begin RECORDS SHOWN
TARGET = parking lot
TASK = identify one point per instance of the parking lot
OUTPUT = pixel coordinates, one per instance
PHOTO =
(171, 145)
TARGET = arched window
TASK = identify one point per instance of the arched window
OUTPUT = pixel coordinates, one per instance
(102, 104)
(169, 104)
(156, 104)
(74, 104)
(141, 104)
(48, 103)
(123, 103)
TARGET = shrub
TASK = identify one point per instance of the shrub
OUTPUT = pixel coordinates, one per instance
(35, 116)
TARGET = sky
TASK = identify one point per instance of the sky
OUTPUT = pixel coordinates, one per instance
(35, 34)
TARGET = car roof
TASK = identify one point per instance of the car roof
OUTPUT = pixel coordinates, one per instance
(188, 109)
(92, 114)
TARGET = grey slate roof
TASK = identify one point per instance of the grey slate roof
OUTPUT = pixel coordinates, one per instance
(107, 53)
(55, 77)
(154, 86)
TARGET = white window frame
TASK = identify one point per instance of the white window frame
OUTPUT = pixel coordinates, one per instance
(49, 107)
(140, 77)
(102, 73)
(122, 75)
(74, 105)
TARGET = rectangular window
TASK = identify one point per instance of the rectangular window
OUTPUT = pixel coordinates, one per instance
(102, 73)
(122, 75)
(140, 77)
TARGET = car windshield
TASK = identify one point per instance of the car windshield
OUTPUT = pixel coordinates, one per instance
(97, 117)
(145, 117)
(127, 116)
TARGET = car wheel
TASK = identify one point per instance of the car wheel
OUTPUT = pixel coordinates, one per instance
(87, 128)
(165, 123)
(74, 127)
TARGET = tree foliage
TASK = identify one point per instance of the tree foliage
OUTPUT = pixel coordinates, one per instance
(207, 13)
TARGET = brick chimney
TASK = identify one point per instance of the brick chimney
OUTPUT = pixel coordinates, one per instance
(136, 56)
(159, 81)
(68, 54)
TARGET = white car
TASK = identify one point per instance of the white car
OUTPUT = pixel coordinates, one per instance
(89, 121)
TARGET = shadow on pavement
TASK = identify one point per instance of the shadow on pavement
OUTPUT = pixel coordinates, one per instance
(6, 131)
end RECORDS SHOWN
begin RECORDS SHOWN
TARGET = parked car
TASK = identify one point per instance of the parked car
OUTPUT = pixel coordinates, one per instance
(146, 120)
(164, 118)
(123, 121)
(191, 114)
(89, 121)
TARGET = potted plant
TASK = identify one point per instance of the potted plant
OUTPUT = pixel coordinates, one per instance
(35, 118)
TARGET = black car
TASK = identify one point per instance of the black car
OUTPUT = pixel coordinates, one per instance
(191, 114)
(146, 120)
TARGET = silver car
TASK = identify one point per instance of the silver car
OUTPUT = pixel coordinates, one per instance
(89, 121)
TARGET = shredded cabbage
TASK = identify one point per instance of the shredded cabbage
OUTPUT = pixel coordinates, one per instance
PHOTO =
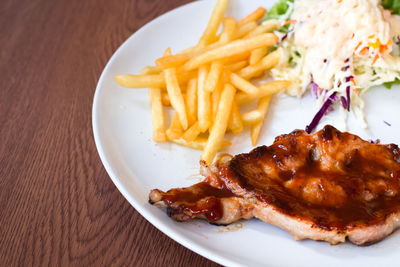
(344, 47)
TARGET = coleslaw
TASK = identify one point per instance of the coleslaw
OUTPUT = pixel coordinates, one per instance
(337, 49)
end RECORDS SHOWN
begin RECORDS SHOWN
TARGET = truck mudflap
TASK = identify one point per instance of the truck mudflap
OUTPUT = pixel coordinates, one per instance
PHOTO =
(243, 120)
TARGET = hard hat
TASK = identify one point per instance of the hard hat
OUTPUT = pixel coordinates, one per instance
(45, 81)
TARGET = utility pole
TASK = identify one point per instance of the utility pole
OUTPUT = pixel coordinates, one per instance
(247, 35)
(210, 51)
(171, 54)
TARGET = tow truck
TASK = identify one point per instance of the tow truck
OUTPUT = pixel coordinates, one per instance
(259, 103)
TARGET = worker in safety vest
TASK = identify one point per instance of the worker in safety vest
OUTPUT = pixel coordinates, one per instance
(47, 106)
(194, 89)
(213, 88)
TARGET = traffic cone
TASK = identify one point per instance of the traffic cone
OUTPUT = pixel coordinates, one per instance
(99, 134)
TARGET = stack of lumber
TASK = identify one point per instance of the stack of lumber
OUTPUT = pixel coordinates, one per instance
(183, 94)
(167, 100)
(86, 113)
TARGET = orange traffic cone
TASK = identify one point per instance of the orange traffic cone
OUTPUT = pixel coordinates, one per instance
end RECORDS SHOWN
Locate every line in the listing above that contains the word "roof", and copy each of those lines in full.

TARGET = car roof
TASK = identify one point per instance of the car roof
TARGET = grey slate roof
TASK = identify one point per instance of the grey slate roof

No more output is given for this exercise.